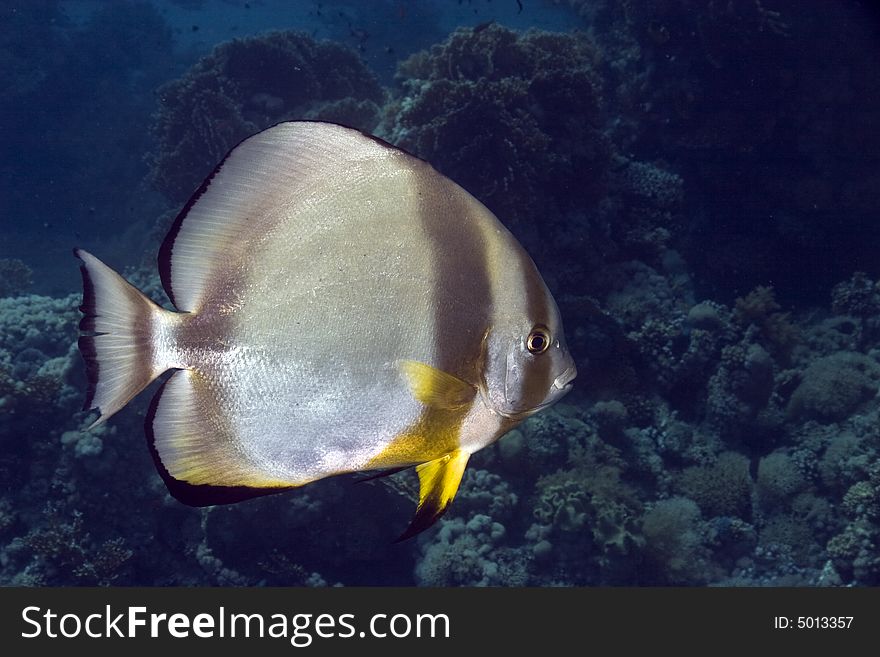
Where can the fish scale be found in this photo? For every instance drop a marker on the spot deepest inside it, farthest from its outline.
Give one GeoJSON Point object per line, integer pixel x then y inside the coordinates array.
{"type": "Point", "coordinates": [340, 306]}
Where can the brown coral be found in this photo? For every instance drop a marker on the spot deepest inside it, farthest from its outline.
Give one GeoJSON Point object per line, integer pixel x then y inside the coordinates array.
{"type": "Point", "coordinates": [244, 86]}
{"type": "Point", "coordinates": [512, 117]}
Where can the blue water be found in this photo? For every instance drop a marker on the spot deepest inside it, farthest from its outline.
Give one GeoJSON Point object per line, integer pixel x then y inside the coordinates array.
{"type": "Point", "coordinates": [697, 182]}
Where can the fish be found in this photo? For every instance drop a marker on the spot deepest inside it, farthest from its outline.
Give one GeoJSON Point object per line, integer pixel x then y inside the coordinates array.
{"type": "Point", "coordinates": [339, 306]}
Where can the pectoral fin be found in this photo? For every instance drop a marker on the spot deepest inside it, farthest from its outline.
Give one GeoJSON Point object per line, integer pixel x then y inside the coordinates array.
{"type": "Point", "coordinates": [438, 483]}
{"type": "Point", "coordinates": [434, 387]}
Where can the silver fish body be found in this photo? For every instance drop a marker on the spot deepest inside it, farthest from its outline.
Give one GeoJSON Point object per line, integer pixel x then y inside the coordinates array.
{"type": "Point", "coordinates": [342, 307]}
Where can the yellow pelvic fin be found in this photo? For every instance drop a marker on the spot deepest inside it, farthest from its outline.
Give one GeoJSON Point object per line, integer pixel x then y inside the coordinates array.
{"type": "Point", "coordinates": [436, 388]}
{"type": "Point", "coordinates": [438, 483]}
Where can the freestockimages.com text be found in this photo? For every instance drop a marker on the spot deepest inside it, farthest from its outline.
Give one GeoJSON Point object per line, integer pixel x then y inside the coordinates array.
{"type": "Point", "coordinates": [300, 629]}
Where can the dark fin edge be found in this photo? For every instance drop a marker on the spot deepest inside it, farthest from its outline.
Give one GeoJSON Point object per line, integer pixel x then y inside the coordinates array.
{"type": "Point", "coordinates": [200, 494]}
{"type": "Point", "coordinates": [167, 247]}
{"type": "Point", "coordinates": [380, 474]}
{"type": "Point", "coordinates": [86, 343]}
{"type": "Point", "coordinates": [427, 513]}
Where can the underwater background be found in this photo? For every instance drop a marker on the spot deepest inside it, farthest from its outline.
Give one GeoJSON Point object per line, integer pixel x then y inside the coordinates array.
{"type": "Point", "coordinates": [697, 180]}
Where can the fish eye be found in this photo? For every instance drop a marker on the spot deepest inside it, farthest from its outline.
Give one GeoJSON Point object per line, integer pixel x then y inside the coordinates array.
{"type": "Point", "coordinates": [539, 340]}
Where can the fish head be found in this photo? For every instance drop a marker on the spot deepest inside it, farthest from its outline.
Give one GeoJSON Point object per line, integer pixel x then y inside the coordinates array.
{"type": "Point", "coordinates": [529, 366]}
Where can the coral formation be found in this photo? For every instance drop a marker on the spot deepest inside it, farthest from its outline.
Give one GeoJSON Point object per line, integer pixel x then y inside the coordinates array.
{"type": "Point", "coordinates": [15, 277]}
{"type": "Point", "coordinates": [514, 118]}
{"type": "Point", "coordinates": [246, 85]}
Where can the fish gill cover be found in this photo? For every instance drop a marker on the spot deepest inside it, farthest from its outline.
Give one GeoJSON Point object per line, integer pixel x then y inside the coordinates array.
{"type": "Point", "coordinates": [696, 180]}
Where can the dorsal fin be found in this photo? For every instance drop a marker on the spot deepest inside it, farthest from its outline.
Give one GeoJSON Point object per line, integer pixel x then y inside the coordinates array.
{"type": "Point", "coordinates": [247, 194]}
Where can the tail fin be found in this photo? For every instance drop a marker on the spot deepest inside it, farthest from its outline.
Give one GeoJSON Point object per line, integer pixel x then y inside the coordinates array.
{"type": "Point", "coordinates": [118, 337]}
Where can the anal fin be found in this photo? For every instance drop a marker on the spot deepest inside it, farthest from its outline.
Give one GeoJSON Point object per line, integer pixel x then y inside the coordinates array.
{"type": "Point", "coordinates": [195, 450]}
{"type": "Point", "coordinates": [438, 483]}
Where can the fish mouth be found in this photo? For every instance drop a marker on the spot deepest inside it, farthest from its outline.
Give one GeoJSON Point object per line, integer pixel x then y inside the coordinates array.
{"type": "Point", "coordinates": [563, 382]}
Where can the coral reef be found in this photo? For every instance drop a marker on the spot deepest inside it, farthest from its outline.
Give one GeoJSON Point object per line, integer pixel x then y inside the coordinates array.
{"type": "Point", "coordinates": [15, 277]}
{"type": "Point", "coordinates": [514, 118]}
{"type": "Point", "coordinates": [246, 85]}
{"type": "Point", "coordinates": [722, 430]}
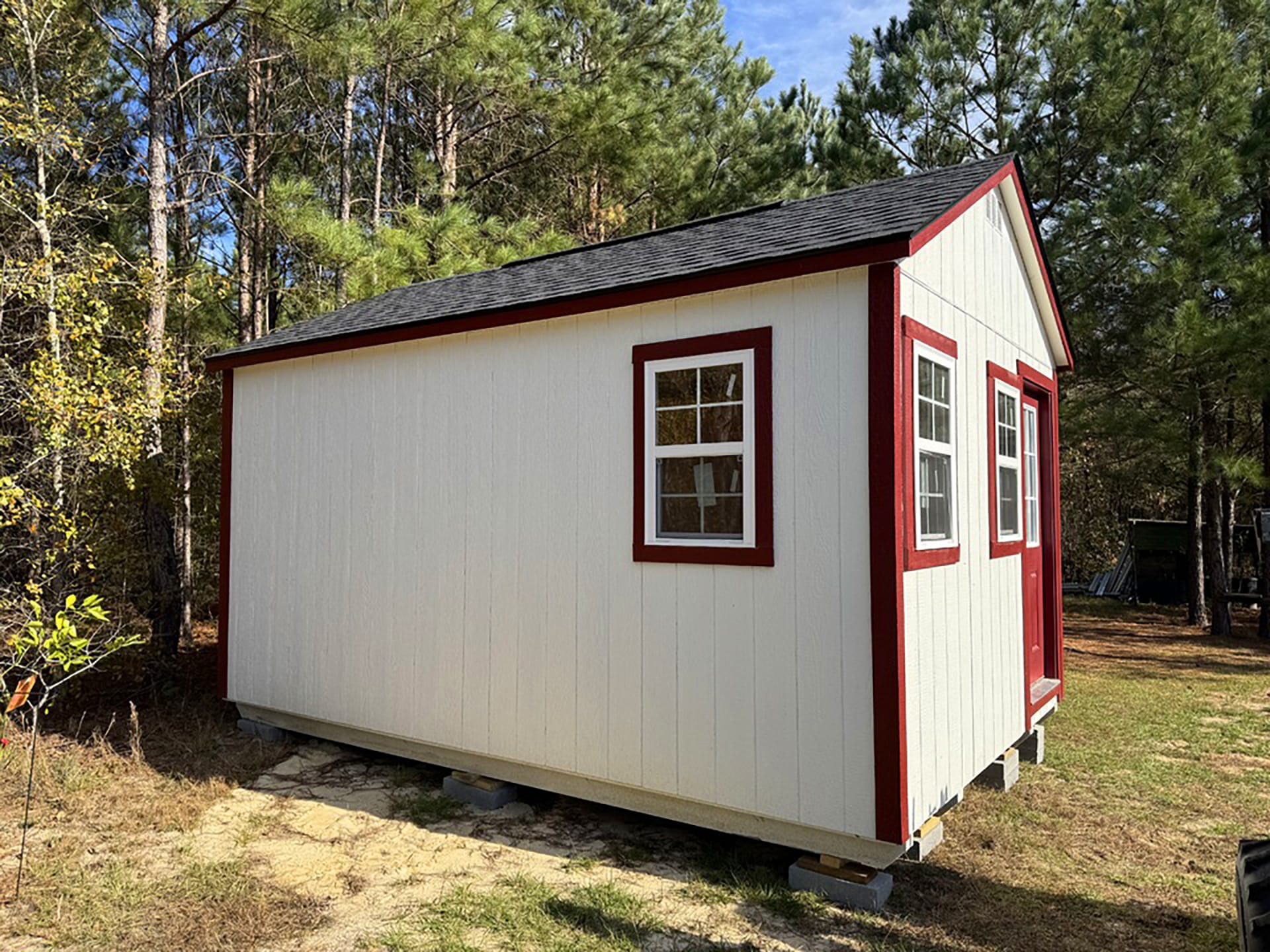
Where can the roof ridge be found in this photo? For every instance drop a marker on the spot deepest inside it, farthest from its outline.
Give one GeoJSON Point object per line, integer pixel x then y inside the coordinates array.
{"type": "Point", "coordinates": [859, 215]}
{"type": "Point", "coordinates": [663, 230]}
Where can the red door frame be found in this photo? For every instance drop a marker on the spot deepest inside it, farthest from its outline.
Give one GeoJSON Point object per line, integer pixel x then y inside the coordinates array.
{"type": "Point", "coordinates": [1032, 551]}
{"type": "Point", "coordinates": [1044, 390]}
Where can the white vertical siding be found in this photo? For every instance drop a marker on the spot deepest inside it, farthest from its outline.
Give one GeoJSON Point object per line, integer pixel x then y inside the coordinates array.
{"type": "Point", "coordinates": [433, 539]}
{"type": "Point", "coordinates": [963, 622]}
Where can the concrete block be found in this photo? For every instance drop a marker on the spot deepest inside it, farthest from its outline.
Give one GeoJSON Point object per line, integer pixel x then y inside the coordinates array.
{"type": "Point", "coordinates": [1033, 746]}
{"type": "Point", "coordinates": [482, 793]}
{"type": "Point", "coordinates": [1002, 774]}
{"type": "Point", "coordinates": [925, 841]}
{"type": "Point", "coordinates": [952, 801]}
{"type": "Point", "coordinates": [849, 885]}
{"type": "Point", "coordinates": [265, 731]}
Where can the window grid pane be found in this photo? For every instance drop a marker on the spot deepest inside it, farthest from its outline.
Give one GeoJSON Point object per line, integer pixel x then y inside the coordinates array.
{"type": "Point", "coordinates": [1032, 488]}
{"type": "Point", "coordinates": [700, 498]}
{"type": "Point", "coordinates": [935, 500]}
{"type": "Point", "coordinates": [700, 423]}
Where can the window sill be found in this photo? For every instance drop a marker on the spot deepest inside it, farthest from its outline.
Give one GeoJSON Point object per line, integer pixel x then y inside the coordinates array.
{"type": "Point", "coordinates": [1000, 550]}
{"type": "Point", "coordinates": [702, 555]}
{"type": "Point", "coordinates": [931, 557]}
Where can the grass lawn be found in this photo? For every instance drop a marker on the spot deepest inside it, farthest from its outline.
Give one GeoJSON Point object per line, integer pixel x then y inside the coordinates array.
{"type": "Point", "coordinates": [1158, 763]}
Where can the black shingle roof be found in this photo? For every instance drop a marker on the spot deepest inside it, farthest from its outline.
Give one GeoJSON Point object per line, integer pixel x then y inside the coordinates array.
{"type": "Point", "coordinates": [884, 211]}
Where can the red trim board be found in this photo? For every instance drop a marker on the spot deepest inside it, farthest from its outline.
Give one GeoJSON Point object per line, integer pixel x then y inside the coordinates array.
{"type": "Point", "coordinates": [887, 555]}
{"type": "Point", "coordinates": [886, 251]}
{"type": "Point", "coordinates": [760, 340]}
{"type": "Point", "coordinates": [222, 616]}
{"type": "Point", "coordinates": [1046, 390]}
{"type": "Point", "coordinates": [1010, 171]}
{"type": "Point", "coordinates": [999, 550]}
{"type": "Point", "coordinates": [917, 557]}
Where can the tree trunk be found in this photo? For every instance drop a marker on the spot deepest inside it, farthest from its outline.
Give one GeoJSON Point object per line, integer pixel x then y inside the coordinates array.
{"type": "Point", "coordinates": [247, 227]}
{"type": "Point", "coordinates": [446, 145]}
{"type": "Point", "coordinates": [157, 319]}
{"type": "Point", "coordinates": [1214, 547]}
{"type": "Point", "coordinates": [160, 554]}
{"type": "Point", "coordinates": [259, 226]}
{"type": "Point", "coordinates": [1264, 546]}
{"type": "Point", "coordinates": [1221, 611]}
{"type": "Point", "coordinates": [381, 146]}
{"type": "Point", "coordinates": [46, 243]}
{"type": "Point", "coordinates": [346, 178]}
{"type": "Point", "coordinates": [183, 164]}
{"type": "Point", "coordinates": [1197, 606]}
{"type": "Point", "coordinates": [164, 608]}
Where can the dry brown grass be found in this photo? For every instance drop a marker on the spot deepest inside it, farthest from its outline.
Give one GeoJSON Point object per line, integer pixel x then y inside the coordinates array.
{"type": "Point", "coordinates": [1124, 840]}
{"type": "Point", "coordinates": [125, 768]}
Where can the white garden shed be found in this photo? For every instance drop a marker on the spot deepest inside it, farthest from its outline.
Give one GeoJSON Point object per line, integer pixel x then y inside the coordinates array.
{"type": "Point", "coordinates": [749, 522]}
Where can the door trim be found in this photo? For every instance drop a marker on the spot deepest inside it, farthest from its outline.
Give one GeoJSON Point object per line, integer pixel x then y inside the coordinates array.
{"type": "Point", "coordinates": [1044, 390]}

§ §

What the exercise asks: Give exactly the lines from the one with "Where can the white garden" to the end of the entries, nothing before them.

Complete output:
Where can the white garden shed be found in this photo? For every instance drop a marker on the spot deepest inside it, farthest from its outline.
Give one GeoJSON Point object per line, integer pixel x then y inside the coordinates array.
{"type": "Point", "coordinates": [749, 522]}
Where can the door trim be found in this photo? For every instance drop a marker on the spot deepest inside it, farthest from its outline.
Give one GeoJSON Point object per line, integer pixel x then y inside the coordinates array.
{"type": "Point", "coordinates": [1044, 390]}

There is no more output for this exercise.